Quoted passage Start Marker

• • • • • • • • • • • • • • • • • • • • • • • • • • • • • •
Remember how it felt the first time you held a new iPod or iPhone? Remember the delight you felt with every detail? The texture of the metal; the precious curve of the housing; the precise click of each button? I doubt I’m the only one who thought these angelic details made those little devices from Cupertino feel perfect – not just good, but perfect. At Apple, they call this design ethos making something “insanely great.”
I call it making something way better than it has to be and Apple isn’t the only place you can enjoy the benefits of fanatical attention to detail. You can hear it in the slam of the door on a new Audi. Feel it in the delicious weight of a Waterford crystal glass. Or hear it in any Beatles song. (Sue me. I still love ‘em.) All these things are made way better than they have to be.
As we begin to discuss the crafts of writing and art direction in more detail, I want to impress upon you here the importance of doing work that is insanely great; of employing these crafts to the very best of your ability. Because in the end they are all you have at your command to get a reader or viewer to lean in. And this leaning in is the ultimate goal for any artist, especially us advertising artists.

Quoted passage End Marker

- Set of tasks
(a) Answer these questions about the passage on insanely great work:
(i) What name does Apple give its design ethos?
(ii) Which brand of crystal glass does the passage mention?
(iii) What does the writer call the ultimate goal for any artist?
(b) From the passage on insanely great work, output everything from "I call it making" down to "have to be.", copied word for word.

Source information Start Marker

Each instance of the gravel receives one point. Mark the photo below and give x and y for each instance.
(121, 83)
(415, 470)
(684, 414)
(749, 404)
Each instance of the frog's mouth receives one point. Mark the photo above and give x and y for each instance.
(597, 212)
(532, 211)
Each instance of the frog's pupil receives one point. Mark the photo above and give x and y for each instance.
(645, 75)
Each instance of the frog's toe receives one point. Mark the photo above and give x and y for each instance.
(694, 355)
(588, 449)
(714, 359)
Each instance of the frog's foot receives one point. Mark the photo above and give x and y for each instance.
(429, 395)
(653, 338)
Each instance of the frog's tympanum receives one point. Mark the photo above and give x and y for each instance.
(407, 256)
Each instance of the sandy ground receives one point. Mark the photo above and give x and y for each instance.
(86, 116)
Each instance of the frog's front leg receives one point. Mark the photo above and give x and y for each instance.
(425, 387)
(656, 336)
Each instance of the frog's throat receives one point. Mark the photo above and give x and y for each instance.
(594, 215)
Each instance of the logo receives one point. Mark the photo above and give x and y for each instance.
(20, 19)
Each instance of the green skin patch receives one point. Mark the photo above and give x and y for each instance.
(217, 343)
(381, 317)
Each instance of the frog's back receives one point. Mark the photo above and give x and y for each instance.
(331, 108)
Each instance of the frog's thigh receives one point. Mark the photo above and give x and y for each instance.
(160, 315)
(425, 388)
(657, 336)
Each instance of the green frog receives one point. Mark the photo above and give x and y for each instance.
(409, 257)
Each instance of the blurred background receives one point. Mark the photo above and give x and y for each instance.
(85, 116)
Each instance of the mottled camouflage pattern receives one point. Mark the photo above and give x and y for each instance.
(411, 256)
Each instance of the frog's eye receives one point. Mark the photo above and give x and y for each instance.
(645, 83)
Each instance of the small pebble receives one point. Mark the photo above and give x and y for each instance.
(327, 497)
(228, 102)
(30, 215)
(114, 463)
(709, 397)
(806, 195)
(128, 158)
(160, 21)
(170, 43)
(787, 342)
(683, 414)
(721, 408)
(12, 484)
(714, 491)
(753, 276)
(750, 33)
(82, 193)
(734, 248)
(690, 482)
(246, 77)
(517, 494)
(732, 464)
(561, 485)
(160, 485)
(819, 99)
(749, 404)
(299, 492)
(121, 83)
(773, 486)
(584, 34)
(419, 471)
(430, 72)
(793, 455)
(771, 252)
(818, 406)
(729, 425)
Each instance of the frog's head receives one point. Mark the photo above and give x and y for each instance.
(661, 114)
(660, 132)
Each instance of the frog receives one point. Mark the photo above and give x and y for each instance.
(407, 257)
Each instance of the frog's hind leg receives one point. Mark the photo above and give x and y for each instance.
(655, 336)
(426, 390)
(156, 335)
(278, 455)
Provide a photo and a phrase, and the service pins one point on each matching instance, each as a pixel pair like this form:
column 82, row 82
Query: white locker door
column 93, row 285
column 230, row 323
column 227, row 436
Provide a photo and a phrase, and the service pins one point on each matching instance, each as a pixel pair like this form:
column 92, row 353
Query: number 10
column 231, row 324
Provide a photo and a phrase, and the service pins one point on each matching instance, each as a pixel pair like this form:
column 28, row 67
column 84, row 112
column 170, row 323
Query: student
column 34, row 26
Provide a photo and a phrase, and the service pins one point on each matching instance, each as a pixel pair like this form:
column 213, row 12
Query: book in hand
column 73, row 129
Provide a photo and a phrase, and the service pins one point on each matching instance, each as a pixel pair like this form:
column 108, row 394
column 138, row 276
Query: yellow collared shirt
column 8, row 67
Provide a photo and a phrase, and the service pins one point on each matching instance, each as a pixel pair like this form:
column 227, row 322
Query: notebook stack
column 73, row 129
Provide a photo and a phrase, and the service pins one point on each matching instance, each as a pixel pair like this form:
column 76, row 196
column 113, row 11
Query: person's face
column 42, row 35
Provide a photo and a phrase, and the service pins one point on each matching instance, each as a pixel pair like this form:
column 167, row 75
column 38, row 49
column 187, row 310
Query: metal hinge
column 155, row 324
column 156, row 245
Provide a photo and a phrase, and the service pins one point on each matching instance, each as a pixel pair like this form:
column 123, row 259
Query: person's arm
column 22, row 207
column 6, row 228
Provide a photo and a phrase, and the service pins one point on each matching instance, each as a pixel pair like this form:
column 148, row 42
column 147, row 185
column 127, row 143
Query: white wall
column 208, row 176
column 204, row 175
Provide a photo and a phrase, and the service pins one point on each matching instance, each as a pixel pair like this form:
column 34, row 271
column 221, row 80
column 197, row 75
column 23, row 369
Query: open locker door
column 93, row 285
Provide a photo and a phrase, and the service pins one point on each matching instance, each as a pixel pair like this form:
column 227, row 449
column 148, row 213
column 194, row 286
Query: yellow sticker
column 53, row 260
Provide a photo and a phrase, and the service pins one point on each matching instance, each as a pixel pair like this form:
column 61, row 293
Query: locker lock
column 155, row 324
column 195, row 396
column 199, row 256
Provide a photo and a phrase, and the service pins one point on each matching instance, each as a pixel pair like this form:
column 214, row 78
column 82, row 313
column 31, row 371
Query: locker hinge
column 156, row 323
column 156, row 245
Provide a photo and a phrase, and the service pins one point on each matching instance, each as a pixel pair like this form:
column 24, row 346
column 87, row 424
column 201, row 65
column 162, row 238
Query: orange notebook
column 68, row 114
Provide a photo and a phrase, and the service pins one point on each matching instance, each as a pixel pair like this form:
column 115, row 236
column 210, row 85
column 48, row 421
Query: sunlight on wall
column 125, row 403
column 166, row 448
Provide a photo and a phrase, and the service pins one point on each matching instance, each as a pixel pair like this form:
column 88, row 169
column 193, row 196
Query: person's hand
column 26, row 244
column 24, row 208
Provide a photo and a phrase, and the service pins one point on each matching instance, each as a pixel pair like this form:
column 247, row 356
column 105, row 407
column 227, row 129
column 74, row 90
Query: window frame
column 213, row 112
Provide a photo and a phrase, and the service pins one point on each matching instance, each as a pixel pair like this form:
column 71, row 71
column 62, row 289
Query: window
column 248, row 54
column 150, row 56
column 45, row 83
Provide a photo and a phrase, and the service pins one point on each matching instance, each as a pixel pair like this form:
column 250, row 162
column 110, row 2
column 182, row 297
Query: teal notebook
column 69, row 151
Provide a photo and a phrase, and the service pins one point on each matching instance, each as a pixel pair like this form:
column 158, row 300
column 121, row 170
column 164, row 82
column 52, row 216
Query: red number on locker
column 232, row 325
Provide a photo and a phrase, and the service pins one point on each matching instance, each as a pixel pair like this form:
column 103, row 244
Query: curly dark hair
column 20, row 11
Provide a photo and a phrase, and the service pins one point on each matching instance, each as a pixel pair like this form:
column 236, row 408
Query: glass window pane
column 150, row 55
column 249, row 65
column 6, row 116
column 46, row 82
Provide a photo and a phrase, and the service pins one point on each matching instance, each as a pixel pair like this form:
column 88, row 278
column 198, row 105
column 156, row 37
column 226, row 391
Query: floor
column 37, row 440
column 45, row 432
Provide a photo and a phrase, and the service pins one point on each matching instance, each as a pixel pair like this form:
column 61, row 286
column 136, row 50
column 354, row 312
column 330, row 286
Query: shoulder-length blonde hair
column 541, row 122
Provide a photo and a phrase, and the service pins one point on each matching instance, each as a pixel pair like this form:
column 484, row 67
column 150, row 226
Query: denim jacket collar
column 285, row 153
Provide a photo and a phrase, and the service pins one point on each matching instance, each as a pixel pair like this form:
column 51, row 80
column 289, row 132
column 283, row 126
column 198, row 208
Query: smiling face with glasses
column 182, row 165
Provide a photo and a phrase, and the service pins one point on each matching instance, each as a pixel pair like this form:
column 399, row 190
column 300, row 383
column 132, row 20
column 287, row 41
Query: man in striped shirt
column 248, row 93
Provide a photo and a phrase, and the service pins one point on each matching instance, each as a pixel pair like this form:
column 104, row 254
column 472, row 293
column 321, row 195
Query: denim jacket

Source information End Marker

- Task-by-task outputs
(a)
(i) Making something "insanely great."
(ii) Waterford.
(iii) Getting a reader or viewer to lean in.

(b)
I call it making something way better than it has to be and Apple isn’t the only place you can enjoy the benefits of fanatical attention to detail. You can hear it in the slam of the door on a new Audi. Feel it in the delicious weight of a Waterford crystal glass. Or hear it in any Beatles song. (Sue me. I still love ‘em.) All these things are made way better than they have to be.